(Records from a collection)
○ ○ ○ ○ ○ ○ ○

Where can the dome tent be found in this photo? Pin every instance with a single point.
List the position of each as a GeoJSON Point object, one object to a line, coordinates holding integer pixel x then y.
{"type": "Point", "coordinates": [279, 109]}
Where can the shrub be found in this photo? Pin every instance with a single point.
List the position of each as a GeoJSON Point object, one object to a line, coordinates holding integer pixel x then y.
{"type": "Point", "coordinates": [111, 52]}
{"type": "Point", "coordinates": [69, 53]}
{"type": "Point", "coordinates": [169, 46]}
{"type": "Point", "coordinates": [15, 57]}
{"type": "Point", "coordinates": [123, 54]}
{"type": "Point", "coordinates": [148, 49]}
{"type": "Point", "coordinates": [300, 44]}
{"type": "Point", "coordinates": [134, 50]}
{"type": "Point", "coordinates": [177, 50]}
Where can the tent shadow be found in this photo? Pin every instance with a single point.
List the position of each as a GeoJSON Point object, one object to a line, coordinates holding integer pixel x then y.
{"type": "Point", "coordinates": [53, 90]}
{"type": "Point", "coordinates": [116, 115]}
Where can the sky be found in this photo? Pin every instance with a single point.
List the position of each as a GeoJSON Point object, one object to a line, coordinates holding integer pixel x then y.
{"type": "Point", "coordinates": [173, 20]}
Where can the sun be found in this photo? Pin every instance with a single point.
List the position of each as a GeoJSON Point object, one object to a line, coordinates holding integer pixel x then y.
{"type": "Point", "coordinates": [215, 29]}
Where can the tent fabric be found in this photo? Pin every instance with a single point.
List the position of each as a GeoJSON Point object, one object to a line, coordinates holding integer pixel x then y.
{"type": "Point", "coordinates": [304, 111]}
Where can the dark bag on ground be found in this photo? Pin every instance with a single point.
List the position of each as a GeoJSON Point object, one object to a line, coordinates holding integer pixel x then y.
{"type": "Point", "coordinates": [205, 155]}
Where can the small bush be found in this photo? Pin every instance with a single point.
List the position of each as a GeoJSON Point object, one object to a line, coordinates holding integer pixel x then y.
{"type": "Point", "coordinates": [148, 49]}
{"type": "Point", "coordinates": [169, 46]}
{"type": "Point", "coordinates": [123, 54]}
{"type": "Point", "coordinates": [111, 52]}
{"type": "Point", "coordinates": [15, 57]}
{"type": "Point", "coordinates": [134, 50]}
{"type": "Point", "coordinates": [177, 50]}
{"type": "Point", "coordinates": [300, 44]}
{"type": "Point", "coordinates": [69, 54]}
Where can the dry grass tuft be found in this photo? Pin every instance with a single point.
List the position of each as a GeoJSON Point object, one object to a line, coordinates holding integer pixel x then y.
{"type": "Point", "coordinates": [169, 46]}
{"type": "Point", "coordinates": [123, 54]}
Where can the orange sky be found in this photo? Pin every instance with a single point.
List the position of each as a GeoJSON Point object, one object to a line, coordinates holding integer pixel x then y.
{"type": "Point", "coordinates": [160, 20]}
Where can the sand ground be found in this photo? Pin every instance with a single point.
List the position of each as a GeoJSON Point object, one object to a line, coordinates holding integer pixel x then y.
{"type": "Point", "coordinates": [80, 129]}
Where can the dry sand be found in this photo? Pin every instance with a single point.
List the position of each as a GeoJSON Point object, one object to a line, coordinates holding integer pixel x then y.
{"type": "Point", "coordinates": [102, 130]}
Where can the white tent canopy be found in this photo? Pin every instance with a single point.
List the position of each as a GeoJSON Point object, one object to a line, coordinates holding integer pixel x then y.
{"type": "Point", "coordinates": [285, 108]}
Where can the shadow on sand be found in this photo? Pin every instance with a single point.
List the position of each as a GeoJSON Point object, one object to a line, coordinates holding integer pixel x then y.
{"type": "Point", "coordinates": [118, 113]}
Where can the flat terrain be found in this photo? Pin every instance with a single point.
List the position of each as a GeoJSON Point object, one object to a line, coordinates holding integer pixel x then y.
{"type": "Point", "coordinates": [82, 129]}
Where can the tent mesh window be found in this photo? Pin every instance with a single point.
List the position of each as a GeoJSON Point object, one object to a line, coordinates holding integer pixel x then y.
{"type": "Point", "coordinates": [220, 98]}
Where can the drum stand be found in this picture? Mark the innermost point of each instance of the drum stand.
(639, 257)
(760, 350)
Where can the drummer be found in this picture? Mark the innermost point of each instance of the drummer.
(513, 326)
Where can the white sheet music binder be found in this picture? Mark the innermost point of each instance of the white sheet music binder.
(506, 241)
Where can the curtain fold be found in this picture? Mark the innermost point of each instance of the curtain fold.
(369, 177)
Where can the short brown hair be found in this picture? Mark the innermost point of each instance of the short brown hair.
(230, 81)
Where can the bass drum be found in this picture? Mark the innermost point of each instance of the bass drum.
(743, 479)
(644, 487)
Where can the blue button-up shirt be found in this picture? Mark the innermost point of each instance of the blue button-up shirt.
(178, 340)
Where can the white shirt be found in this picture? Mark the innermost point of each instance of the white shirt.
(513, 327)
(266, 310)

○ ○ ○ ○ ○ ○ ○

### Activity
Using the entries above, copy exactly the lines from the one containing "Where can the blue" through the last, both included.

### Solution
Where can the blue button-up shirt be found in this picture? Mark the innermost point of each instance of the blue button-up shirt.
(178, 340)
Where can the white shirt be found in this picture? Mark the innermost point of each instance of the white shirt.
(513, 327)
(266, 310)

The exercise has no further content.